_EXERCISE PROMPT_
Whenever a line in the records below holds the string "blurred", copy it out.

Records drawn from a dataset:

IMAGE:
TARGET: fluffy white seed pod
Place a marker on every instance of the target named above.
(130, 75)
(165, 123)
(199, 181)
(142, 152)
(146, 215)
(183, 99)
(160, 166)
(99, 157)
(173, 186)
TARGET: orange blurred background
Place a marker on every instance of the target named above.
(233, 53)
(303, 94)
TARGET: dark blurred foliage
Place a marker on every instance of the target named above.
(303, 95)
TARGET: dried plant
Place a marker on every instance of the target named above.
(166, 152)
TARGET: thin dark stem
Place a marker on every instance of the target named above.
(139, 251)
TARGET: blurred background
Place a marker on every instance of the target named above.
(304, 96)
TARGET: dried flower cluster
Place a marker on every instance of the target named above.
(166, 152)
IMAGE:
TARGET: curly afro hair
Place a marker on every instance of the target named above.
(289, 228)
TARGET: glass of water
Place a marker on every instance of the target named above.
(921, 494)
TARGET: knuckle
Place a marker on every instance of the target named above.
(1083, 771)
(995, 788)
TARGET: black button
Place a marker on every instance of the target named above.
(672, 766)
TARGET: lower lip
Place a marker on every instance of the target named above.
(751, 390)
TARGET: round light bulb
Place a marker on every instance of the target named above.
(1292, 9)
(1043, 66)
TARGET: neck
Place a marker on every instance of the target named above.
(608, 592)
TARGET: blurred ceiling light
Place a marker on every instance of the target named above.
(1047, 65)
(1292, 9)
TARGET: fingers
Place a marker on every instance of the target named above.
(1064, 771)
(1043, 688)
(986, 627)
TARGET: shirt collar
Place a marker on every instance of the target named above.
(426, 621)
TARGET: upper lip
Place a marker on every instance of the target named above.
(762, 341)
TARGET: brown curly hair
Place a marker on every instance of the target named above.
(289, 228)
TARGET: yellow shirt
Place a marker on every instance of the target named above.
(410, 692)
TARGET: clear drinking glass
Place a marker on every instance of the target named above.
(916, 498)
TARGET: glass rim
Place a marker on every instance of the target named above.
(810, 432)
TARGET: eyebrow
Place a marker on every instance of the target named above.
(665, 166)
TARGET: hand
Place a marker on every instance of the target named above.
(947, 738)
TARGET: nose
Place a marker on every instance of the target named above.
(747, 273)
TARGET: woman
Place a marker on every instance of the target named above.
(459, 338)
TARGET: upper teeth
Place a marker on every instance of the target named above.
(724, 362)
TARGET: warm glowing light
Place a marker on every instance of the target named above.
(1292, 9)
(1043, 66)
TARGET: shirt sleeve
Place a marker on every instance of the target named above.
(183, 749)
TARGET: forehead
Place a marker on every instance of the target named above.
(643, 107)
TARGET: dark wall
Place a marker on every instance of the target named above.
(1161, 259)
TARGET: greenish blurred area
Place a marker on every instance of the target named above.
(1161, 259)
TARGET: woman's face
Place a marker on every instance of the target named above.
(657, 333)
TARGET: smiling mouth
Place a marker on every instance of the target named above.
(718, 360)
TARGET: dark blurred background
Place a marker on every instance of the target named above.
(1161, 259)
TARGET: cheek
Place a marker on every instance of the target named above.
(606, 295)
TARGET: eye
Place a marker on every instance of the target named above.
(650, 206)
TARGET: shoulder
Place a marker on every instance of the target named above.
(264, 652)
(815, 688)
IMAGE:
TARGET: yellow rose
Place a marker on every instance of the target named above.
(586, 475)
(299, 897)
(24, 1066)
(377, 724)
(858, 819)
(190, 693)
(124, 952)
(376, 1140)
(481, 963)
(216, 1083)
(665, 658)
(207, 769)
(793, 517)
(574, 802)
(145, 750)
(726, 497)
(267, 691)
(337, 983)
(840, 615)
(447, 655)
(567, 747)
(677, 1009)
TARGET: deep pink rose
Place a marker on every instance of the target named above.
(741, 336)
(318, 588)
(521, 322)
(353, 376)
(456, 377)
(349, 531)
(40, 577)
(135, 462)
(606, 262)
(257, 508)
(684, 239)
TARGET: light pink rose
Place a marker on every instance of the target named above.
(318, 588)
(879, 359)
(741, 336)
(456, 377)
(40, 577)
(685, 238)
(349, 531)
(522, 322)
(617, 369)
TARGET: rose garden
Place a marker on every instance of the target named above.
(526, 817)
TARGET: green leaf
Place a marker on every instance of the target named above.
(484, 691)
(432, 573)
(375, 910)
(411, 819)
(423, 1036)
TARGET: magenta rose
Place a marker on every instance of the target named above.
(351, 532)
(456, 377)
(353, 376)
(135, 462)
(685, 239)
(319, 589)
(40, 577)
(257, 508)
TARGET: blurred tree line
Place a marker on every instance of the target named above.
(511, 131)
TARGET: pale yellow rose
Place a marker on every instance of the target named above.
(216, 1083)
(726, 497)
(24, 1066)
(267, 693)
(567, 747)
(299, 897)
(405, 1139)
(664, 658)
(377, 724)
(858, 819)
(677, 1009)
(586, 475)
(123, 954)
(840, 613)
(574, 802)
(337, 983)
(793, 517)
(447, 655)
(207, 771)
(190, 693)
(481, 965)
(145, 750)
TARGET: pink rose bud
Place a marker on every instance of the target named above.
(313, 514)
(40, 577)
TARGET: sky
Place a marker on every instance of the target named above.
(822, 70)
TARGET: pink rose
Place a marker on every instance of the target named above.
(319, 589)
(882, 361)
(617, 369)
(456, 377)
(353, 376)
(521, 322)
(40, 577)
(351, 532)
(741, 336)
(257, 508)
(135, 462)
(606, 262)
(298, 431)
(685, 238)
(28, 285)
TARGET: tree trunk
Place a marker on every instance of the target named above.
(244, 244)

_ANSWER BOX_
TARGET: orange blurred background
TARGET: dark blurred foliage
TARGET: blurred background
TARGET: blurred ceiling light
TARGET: greenish blurred area
TARGET: dark blurred background
TARGET: blurred tree line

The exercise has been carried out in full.